His next comment astounded me. “I sit in a tree all day and night. That one right there,” he said, pointing at a tall, sturdy tree. “This is a popular waterhole, so the chance of seeing wildlife here is very high. I have to be tree-bound. I have to eat and sleep up there. My feet are not allowed to touch the ground the entire time”, he continued. “The leopards cruise through this area, and if they could sniff me out, a predator in their mind, they would either take flight or attack me. So, I must become part of the tree, camouflaged in the branches the whole time. I eat rice only. Rice does not have a strong odour. I even have to pee into a plastic bag and keep that stored in my backpack. If I urinated on the forest floor, this would mark my spot and would be a dead giveaway. I am armed – just in case.”

It turns out that, in his four years of working in the national park, Pak Teguh has done tree duty several times. “We study alone. It is our job to collect data,” he added, “I am happy to dedicate myself to this work, and I am learning all the time.”

The Baluran National Park has a unique landscape. Grassland, acacia scrub and lowland forest stretches across most of its area – some 25,000 hectares.  The grassland is referred to as savannah. Dominating this landscape, the mighty Mount Baluran, a dormant volcano, rises to 1,247 metres. The best place to get an overview of the park is from the watchtower at Bekol, where you can look out over the endless landscape and see as far as Bali.

........

* **Objective**: Could you continue the piece on Baluran National Park from its final sentence?

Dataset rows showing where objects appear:
........

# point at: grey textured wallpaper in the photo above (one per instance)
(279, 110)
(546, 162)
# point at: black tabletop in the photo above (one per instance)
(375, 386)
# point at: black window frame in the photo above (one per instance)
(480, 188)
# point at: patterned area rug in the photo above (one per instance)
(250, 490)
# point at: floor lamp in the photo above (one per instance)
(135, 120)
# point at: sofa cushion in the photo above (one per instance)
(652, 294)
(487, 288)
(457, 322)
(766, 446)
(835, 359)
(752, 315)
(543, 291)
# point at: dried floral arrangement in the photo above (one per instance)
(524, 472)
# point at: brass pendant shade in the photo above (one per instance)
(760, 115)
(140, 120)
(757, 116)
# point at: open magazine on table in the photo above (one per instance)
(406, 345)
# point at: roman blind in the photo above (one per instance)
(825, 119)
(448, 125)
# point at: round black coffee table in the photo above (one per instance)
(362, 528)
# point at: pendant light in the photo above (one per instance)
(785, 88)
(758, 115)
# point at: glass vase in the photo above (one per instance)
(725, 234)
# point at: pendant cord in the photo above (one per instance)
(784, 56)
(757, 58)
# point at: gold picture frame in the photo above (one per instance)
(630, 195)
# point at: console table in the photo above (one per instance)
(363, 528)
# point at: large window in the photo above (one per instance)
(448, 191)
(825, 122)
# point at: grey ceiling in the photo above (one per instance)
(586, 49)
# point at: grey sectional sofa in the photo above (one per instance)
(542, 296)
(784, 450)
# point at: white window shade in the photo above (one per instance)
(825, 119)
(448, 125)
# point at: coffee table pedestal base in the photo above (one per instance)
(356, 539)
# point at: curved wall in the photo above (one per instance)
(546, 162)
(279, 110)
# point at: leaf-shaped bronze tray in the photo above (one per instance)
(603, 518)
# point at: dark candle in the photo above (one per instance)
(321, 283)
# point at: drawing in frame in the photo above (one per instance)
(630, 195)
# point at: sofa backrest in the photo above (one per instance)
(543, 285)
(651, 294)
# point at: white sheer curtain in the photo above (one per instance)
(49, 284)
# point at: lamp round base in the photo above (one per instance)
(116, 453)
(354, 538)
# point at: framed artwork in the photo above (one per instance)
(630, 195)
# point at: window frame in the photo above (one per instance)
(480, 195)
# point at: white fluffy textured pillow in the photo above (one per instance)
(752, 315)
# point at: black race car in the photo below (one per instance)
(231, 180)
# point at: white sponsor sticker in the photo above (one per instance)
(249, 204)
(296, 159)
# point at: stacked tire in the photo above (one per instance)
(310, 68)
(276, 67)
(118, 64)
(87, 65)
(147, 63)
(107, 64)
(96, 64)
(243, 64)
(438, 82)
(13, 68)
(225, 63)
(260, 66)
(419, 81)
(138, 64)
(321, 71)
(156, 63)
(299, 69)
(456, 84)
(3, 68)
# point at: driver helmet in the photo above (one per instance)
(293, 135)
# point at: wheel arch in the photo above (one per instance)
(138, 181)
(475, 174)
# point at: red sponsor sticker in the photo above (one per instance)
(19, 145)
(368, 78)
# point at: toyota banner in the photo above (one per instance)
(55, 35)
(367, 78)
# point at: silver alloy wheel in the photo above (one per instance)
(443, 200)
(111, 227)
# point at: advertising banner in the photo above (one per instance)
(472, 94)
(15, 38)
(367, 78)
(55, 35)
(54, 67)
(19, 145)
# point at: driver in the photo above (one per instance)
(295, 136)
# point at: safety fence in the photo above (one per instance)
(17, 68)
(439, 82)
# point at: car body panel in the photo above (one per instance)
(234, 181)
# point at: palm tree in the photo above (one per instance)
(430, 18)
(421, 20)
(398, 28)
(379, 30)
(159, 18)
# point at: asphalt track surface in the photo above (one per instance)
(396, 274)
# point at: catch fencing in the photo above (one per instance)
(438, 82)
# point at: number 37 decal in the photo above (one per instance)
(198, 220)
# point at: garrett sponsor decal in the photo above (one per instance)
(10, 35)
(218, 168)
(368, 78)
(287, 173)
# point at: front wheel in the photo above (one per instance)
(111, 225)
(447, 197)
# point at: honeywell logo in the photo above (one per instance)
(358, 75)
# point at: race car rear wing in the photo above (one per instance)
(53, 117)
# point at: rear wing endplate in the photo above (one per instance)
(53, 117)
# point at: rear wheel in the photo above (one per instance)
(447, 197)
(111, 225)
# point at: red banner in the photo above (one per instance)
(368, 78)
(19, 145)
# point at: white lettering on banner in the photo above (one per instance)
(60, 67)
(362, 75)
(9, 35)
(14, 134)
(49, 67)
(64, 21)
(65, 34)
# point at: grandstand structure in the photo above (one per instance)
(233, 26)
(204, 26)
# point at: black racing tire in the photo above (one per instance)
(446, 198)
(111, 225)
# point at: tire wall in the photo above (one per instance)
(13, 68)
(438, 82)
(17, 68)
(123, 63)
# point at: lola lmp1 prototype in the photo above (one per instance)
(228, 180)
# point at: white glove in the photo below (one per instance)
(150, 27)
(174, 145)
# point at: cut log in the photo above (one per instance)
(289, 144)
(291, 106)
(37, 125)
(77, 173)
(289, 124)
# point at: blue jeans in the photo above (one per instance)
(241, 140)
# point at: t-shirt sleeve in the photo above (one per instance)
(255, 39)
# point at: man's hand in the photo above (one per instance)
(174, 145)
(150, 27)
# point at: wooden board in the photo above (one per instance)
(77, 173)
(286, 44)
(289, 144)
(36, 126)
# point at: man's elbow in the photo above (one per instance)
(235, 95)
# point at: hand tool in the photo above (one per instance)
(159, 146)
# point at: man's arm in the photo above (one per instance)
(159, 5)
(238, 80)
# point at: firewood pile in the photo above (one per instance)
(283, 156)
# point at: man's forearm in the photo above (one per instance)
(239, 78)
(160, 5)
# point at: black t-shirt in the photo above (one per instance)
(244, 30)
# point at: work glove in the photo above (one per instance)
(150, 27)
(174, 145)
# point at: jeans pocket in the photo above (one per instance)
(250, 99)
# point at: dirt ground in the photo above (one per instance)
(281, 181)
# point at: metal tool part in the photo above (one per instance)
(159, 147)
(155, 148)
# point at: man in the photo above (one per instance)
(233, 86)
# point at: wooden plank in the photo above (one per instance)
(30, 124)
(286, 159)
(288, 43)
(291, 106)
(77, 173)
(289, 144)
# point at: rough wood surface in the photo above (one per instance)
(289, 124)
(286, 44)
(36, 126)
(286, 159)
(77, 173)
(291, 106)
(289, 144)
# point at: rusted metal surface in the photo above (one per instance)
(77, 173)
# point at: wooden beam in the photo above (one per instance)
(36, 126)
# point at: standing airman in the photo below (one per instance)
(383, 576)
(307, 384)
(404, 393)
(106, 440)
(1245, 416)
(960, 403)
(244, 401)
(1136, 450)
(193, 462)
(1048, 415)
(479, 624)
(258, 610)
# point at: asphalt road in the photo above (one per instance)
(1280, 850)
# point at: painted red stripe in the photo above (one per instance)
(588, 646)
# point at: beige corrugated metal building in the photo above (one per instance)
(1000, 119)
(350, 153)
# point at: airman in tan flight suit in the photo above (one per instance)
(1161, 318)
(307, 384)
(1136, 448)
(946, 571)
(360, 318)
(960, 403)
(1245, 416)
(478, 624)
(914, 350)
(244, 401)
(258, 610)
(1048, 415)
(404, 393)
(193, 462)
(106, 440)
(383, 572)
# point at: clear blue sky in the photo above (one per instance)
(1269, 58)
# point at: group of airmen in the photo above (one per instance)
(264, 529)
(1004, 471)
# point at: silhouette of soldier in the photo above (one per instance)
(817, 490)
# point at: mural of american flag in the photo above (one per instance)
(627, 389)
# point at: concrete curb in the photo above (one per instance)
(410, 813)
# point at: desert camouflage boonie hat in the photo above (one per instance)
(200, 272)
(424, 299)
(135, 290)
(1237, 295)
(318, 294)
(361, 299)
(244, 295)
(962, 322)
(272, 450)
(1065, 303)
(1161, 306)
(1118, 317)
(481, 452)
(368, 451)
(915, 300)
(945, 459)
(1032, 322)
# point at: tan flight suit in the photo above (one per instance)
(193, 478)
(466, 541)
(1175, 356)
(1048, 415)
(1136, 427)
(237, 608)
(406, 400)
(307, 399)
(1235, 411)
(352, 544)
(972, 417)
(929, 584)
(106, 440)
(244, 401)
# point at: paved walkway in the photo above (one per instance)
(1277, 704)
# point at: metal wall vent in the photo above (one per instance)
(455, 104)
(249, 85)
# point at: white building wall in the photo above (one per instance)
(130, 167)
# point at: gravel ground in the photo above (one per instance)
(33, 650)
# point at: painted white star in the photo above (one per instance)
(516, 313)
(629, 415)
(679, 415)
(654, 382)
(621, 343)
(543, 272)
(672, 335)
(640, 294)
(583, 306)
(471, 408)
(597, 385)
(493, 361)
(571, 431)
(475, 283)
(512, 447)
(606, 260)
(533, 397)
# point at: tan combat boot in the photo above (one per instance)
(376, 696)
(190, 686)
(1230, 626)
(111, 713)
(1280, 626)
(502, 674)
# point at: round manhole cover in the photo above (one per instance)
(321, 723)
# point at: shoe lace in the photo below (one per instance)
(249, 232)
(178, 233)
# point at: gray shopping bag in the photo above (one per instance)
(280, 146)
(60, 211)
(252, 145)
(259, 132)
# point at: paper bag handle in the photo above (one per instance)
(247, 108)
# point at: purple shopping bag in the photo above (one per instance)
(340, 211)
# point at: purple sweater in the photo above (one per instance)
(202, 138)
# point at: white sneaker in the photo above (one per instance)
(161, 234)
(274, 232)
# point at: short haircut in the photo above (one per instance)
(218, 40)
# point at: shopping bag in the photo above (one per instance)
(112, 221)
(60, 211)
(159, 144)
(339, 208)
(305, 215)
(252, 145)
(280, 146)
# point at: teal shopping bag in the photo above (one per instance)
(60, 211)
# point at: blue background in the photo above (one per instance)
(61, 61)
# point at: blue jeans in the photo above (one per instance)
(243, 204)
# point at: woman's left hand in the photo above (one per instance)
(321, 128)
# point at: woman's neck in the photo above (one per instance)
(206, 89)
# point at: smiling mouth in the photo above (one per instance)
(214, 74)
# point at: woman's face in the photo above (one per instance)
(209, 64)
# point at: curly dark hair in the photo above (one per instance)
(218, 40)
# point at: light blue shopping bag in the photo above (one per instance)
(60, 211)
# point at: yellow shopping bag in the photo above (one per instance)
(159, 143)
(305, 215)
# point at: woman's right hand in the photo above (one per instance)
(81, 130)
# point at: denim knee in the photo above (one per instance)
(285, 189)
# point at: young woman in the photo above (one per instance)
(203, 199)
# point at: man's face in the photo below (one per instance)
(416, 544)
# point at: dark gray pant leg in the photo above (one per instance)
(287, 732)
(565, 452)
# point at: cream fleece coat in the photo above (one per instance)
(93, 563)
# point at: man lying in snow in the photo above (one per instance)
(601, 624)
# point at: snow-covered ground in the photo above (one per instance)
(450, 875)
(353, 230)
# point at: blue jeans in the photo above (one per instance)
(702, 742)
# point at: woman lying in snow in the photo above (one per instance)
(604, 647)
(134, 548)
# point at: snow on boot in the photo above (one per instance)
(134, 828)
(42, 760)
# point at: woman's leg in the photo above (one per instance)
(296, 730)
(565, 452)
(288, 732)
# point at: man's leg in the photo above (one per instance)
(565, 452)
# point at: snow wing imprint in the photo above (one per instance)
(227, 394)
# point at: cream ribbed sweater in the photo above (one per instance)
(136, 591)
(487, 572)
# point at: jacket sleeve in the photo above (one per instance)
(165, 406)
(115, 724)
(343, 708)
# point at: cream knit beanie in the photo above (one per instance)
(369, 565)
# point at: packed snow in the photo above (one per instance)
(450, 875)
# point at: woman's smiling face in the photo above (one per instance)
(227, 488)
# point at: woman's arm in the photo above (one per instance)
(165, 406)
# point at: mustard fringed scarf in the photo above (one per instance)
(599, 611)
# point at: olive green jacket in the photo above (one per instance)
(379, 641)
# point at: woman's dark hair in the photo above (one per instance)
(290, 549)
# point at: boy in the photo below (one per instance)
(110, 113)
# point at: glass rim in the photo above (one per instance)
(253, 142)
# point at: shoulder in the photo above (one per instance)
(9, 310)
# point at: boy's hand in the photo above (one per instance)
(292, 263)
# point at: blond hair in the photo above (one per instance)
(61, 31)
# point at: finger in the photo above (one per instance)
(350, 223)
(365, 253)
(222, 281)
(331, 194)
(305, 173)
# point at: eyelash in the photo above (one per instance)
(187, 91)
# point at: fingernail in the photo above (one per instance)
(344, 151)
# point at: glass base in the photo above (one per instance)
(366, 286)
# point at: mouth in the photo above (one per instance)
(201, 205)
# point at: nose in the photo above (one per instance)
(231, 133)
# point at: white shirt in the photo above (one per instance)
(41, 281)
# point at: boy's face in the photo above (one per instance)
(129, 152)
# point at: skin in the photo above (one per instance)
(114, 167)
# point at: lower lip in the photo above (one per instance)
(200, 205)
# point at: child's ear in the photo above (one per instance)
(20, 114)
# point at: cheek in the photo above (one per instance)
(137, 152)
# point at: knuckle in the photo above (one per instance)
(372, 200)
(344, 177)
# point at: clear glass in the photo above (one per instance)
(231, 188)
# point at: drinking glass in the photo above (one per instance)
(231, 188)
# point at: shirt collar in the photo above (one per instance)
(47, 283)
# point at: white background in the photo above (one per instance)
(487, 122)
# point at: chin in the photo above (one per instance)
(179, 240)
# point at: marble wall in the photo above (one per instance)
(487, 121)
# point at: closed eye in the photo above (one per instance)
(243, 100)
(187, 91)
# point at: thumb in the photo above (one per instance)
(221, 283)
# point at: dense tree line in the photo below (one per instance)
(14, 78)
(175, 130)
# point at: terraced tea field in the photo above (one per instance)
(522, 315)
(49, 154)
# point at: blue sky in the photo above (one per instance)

........

* **Answer below**:
The park is fringed by stunning coral reefs. It takes one hour to travel the 15 kilometres to the beach. The road is very rough road but when you arrive at Bama Beach, a beautiful white stretch of sand, it is worth it. It is a bay and very safe for swimming and an excellent snorkelling spot.

I stayed in a homestay just outside the park entrance and my host advised me to have lunch at Bekol, a central spot in the park, and not to rely on the Bama beachside warungs (cafes). It turned out to be good advice. When I got to the beach, which is a highlight of the park, everything was closed. The chalets at Bama Beach are terribly run down, so it’s much better to stay in Wonorejo, just outside the park and choose a nice family-run homestay.

Wonorejo is a sweet little village with an excellent selection of homestays, some of which have swimming pools. There are two options to explore the park – travel by car or take the freewheeling easy rider option and rent an ojek (motorbike and driver). This can easily be arranged in Wonojero beforehand. Why not get adventurous? It’s a safari park after all.

Baluran was given national park status in 1984, but so far it hasn’t provided the sort of facilities to attract the thousands of tourists like some other parks. Let’s hope it stays this way. Baluran is a hidden find.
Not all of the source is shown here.